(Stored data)

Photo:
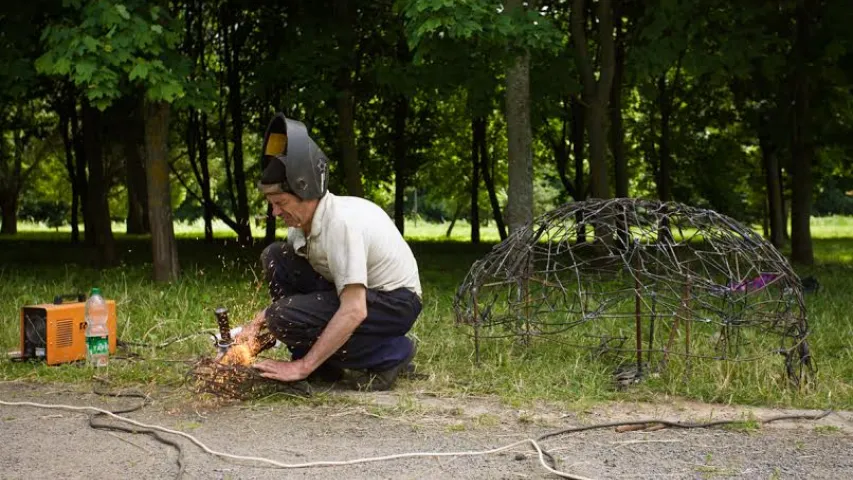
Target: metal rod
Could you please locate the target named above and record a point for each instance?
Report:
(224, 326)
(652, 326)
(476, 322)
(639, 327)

---

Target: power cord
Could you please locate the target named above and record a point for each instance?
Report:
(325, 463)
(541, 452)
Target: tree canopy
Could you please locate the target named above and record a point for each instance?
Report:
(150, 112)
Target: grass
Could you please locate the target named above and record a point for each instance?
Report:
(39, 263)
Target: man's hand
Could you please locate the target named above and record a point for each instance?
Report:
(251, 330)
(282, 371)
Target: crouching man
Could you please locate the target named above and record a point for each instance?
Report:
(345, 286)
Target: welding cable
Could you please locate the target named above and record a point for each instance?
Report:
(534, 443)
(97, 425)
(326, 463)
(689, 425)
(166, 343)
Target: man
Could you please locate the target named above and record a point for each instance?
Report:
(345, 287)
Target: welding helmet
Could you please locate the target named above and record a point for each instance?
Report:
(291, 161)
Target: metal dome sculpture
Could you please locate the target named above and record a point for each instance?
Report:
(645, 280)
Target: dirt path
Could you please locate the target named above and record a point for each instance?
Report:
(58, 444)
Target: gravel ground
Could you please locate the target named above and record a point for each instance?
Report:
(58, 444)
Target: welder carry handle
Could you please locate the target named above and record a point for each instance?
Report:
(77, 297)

---

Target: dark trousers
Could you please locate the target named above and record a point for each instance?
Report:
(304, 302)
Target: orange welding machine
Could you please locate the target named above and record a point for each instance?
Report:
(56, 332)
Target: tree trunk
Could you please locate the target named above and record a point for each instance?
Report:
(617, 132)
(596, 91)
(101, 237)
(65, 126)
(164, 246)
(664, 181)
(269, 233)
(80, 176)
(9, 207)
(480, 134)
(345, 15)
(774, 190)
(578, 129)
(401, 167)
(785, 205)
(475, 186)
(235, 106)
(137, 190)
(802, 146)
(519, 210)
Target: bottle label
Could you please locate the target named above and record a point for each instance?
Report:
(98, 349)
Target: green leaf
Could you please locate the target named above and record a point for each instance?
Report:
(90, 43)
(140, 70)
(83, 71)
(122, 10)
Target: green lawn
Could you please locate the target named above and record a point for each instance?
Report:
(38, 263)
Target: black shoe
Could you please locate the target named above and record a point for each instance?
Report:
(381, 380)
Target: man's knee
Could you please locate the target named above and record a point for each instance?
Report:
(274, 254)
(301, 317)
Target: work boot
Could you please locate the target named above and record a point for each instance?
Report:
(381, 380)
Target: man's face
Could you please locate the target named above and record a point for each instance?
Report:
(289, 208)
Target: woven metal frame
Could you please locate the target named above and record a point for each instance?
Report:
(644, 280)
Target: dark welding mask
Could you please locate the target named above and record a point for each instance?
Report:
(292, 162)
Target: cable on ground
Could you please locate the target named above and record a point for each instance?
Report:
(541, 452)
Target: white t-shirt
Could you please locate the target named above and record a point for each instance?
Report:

Task to carry out: From the data above, output only the lines between the line containing "Target: grass" and the line containing "Target: dirt path", inclusive, exactly as written.

Result:
Target: grass
Could you please locate the target named above and record a point for each instance?
Report:
(39, 263)
Target: man's hand
Could you please locate the target named above and record a point for each instance?
Report:
(251, 330)
(282, 371)
Target: crouching man
Could you please locate the target named above and record a point for each instance?
Report:
(345, 286)
Target: welding cable
Could you please locate the target named above and record a point for each instance?
Report:
(534, 443)
(97, 425)
(326, 463)
(689, 425)
(166, 343)
Target: man
Could you please locate the target named above and record a point for each instance?
Report:
(345, 287)
Target: welding helmet
Could you please locate the target named above and record a point for each instance?
Report:
(291, 161)
Target: metal dome sculpture
Could you please locate the target named above and record a point for each instance?
Report:
(645, 280)
Target: dirt path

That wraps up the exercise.